* **Selection**
SUBPART 4.4. Cross-References. References in this Amendment to any Part or Subpart are, unless otherwise specified, to such Part or Subpart of this Amendment.
SUBPART 4.5. References in Other Credit Documents. At such time as this Amendment shall become effective pursuant to the terms of Subpart 3.1, all references in the Existing Credit Agreement (including without limitation the Schedules thereto) to the “Agreement,” and all references in the other Loan Documents to the “Credit Agreement,” shall be deemed to refer to the Amended Credit Agreement.

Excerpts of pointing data
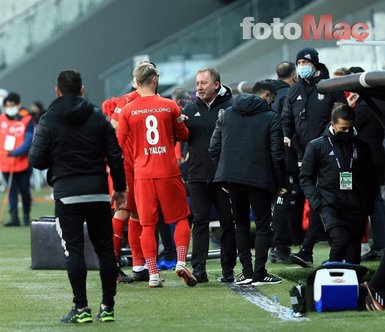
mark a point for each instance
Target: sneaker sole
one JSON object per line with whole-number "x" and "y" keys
{"x": 189, "y": 279}
{"x": 374, "y": 302}
{"x": 300, "y": 261}
{"x": 260, "y": 283}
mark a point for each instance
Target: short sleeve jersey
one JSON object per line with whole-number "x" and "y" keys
{"x": 150, "y": 125}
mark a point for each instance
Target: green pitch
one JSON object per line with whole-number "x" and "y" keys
{"x": 34, "y": 300}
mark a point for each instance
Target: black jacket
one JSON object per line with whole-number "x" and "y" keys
{"x": 319, "y": 175}
{"x": 201, "y": 123}
{"x": 370, "y": 130}
{"x": 306, "y": 112}
{"x": 76, "y": 142}
{"x": 248, "y": 142}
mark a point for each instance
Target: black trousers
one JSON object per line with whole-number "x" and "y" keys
{"x": 99, "y": 223}
{"x": 346, "y": 230}
{"x": 203, "y": 197}
{"x": 242, "y": 197}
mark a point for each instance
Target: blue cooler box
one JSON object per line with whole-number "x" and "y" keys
{"x": 335, "y": 289}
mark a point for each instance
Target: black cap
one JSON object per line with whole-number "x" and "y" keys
{"x": 309, "y": 54}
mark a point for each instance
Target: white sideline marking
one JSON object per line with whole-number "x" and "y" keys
{"x": 265, "y": 303}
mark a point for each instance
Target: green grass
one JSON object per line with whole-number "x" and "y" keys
{"x": 34, "y": 300}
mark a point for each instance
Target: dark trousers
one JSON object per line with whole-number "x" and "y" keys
{"x": 242, "y": 197}
{"x": 203, "y": 197}
{"x": 99, "y": 223}
{"x": 346, "y": 230}
{"x": 20, "y": 184}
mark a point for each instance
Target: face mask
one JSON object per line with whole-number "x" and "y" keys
{"x": 342, "y": 136}
{"x": 305, "y": 71}
{"x": 11, "y": 111}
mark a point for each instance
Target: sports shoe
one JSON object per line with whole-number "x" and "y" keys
{"x": 106, "y": 314}
{"x": 123, "y": 278}
{"x": 155, "y": 281}
{"x": 226, "y": 279}
{"x": 164, "y": 264}
{"x": 242, "y": 280}
{"x": 200, "y": 275}
{"x": 302, "y": 258}
{"x": 374, "y": 301}
{"x": 141, "y": 276}
{"x": 268, "y": 279}
{"x": 183, "y": 272}
{"x": 77, "y": 316}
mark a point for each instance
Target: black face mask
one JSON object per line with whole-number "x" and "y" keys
{"x": 343, "y": 136}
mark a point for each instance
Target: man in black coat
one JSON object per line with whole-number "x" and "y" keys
{"x": 247, "y": 144}
{"x": 338, "y": 180}
{"x": 212, "y": 100}
{"x": 76, "y": 142}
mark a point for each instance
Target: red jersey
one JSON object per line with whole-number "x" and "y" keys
{"x": 150, "y": 124}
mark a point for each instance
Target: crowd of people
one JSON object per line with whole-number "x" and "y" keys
{"x": 282, "y": 156}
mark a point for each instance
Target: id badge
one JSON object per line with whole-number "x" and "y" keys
{"x": 9, "y": 143}
{"x": 346, "y": 181}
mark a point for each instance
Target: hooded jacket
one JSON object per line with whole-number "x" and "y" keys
{"x": 201, "y": 123}
{"x": 247, "y": 143}
{"x": 319, "y": 175}
{"x": 76, "y": 142}
{"x": 306, "y": 112}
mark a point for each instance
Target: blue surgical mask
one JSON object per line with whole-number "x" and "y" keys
{"x": 305, "y": 71}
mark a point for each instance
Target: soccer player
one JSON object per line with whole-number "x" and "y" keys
{"x": 112, "y": 108}
{"x": 150, "y": 124}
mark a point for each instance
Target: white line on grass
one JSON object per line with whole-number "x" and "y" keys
{"x": 265, "y": 303}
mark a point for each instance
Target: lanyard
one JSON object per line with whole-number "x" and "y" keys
{"x": 337, "y": 159}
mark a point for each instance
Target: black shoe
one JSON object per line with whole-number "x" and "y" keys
{"x": 106, "y": 314}
{"x": 200, "y": 275}
{"x": 280, "y": 256}
{"x": 302, "y": 258}
{"x": 123, "y": 278}
{"x": 141, "y": 276}
{"x": 267, "y": 279}
{"x": 226, "y": 279}
{"x": 77, "y": 316}
{"x": 372, "y": 255}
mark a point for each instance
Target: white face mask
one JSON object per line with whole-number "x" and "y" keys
{"x": 11, "y": 111}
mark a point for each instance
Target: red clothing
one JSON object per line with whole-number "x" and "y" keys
{"x": 12, "y": 135}
{"x": 151, "y": 123}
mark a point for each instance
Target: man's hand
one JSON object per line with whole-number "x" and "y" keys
{"x": 120, "y": 198}
{"x": 287, "y": 141}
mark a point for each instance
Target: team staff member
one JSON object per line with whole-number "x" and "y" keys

* **Short task**
Translate this sentence from the amendment excerpt into Spanish: "References in this Amendment to any Part or Subpart are, unless otherwise specified, to such Part or Subpart of this Amendment." Rely only on the amendment excerpt, not on the data.

* **Task output**
Las referencias en esta Enmienda a cualquier Parte o Subparte son, salvo que se especifique lo contrario, a dicha Parte o Subparte de esta Enmienda.